**Given problem a**
Set down the part of the passage on Atiyah's proof between "But as I discuss" and "to be incorrect.", inclusive, word for word.

But as I discuss in Nice try but I am now 99% confident that Atiyah's proof of RH is wrong, hopeless, his proof doesn’t work at all and the talk – and especially the papers – are full of statements that the experts know to be incorrect.
He has used a special proposed function of the complex variable, the Todd function T(s), which is polynomial in convex regions of the complex plane but non-polynomial elsewhere. Already at this point, I am rather convinced that no such natural function exists. If something is a polynomial in a region, it is a polynomial everywhere. There is no natural canonical extension than the straightforward “analytic continuation”. So I believe that his concept of “weakly analytic” functions is used incorrectly as he sloppily jumps between analytic functions of real and complex variables – which differ in some important aspects.
More importantly, his proof doesn’t seem to use the special character of the zeta function – and its relationship with the sum or Euler formulae or with the distribution of primes – at all. Like 90% of hopeless “proofs” of RH, it seems to use the symmetry properties of zeta(s) in the complex plane only, and claim that out-of-the-critical-axis poles cannot exist. But one may easily modify the zeta function by removing some “well-behaved” zeroes on the critical axis while adding quadruplets of “wrong zeroes”. Atiyah’s proof seems to apply to this “modified” zeta function as well – and claim that it can’t have off-the-critical-axis poles. But by construction, it has such poles.

**Given problem b**
Output as a numbered list the lines of the records from the line holding "segment --target=blue ocean" through the last line of the records, both ends included, and leave out any blank lines.

[Records of contour annotations]
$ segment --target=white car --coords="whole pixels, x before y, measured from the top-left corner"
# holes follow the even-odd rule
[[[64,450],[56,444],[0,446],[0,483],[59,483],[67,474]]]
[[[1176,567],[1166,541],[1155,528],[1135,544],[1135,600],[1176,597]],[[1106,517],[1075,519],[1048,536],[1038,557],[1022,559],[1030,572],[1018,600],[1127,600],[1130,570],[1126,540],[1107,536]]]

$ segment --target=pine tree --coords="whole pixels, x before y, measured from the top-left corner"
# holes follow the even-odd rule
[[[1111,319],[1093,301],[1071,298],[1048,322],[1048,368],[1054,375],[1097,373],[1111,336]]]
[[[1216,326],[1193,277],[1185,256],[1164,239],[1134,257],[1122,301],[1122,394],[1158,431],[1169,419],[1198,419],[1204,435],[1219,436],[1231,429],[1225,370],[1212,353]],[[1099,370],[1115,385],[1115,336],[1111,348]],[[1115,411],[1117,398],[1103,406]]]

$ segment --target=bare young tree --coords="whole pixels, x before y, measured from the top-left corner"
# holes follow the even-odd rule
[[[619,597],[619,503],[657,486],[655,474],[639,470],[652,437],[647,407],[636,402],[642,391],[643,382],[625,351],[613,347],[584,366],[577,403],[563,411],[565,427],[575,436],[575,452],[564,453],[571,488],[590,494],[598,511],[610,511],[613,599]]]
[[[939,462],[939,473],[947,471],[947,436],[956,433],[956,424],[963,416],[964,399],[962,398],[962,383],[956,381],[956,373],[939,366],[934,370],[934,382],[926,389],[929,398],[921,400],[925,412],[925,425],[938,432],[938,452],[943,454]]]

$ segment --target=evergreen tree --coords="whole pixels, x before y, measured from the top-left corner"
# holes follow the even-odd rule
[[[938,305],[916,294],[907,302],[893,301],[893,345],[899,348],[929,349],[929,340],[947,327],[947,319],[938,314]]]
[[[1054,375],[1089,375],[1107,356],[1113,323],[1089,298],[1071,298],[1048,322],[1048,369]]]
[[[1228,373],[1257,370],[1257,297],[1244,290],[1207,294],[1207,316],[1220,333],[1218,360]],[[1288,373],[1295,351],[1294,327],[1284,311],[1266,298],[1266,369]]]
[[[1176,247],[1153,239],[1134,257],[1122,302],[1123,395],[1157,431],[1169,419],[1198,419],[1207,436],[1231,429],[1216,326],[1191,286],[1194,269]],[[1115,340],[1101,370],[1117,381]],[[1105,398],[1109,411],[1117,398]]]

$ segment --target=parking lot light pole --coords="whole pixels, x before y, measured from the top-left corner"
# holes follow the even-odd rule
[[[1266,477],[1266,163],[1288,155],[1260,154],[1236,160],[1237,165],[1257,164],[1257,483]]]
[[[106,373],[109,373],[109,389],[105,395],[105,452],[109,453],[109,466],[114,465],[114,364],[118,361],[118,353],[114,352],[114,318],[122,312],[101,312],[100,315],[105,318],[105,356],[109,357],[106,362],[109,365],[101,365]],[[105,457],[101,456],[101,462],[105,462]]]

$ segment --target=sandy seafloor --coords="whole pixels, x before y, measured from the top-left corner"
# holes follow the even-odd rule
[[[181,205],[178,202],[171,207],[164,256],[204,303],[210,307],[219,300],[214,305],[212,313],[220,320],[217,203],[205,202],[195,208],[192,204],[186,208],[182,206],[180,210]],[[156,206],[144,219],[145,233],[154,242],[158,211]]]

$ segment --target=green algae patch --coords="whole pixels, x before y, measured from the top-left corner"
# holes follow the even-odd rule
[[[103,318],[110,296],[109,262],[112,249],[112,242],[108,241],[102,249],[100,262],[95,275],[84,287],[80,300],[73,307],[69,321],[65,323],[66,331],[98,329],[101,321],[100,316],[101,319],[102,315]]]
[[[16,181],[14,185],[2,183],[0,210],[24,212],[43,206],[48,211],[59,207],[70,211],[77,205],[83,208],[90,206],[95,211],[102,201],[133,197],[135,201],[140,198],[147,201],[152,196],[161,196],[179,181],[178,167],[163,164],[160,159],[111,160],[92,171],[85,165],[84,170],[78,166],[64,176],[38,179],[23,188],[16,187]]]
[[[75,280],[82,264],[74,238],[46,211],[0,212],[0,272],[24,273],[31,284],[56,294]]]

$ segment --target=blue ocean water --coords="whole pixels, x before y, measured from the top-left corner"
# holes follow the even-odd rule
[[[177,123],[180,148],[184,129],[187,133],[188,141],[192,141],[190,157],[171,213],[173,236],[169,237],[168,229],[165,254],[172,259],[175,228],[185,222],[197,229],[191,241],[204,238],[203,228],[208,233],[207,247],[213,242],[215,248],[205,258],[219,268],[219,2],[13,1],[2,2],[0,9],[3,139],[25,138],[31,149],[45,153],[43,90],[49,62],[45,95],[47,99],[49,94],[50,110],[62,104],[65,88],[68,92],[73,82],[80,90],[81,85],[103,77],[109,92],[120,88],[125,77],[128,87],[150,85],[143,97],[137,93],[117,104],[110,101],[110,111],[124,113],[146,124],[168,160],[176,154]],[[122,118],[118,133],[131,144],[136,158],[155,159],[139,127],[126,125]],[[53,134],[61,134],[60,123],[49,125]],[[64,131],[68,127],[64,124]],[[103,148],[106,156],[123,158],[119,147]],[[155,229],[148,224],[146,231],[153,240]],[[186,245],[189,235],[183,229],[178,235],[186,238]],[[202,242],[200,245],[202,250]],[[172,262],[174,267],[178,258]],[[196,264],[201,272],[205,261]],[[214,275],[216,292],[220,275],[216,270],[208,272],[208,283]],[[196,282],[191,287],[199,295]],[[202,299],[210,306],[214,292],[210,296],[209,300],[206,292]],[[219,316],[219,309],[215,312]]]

**Solution a**
But as I discuss in Nice try but I am now 99% confident that Atiyah's proof of RH is wrong, hopeless, his proof doesn’t work at all and the talk – and especially the papers – are full of statements that the experts know to be incorrect.

**Solution b**
1. $ segment --target=blue ocean water --coords="whole pixels, x before y, measured from the top-left corner"
2. # holes follow the even-odd rule
3. [[[177,123],[180,148],[184,129],[187,133],[188,141],[192,141],[190,157],[171,213],[173,236],[169,237],[168,229],[165,254],[172,259],[175,228],[185,222],[197,229],[191,241],[204,238],[203,228],[208,233],[207,247],[213,242],[215,248],[205,258],[219,268],[219,2],[13,1],[2,2],[0,9],[3,139],[25,138],[31,149],[45,153],[43,90],[49,62],[45,95],[47,99],[49,94],[50,110],[62,104],[65,88],[68,92],[73,82],[80,90],[81,85],[103,77],[109,92],[120,88],[125,77],[128,87],[150,85],[143,97],[137,93],[117,104],[110,101],[110,111],[124,113],[146,124],[168,160],[176,154]],[[122,118],[118,133],[131,144],[136,158],[155,159],[139,127],[126,125]],[[53,134],[61,134],[60,123],[49,125]],[[64,131],[68,127],[64,124]],[[103,148],[106,156],[123,158],[119,147]],[[155,229],[148,224],[146,231],[153,240]],[[186,245],[189,235],[183,229],[178,235],[186,238]],[[202,242],[200,245],[202,250]],[[172,262],[174,267],[178,258]],[[196,264],[201,272],[205,261]],[[214,275],[216,292],[220,275],[216,270],[208,272],[208,283]],[[196,282],[191,287],[199,295]],[[202,299],[210,306],[214,292],[210,296],[209,300],[206,292]],[[219,316],[219,309],[215,312]]]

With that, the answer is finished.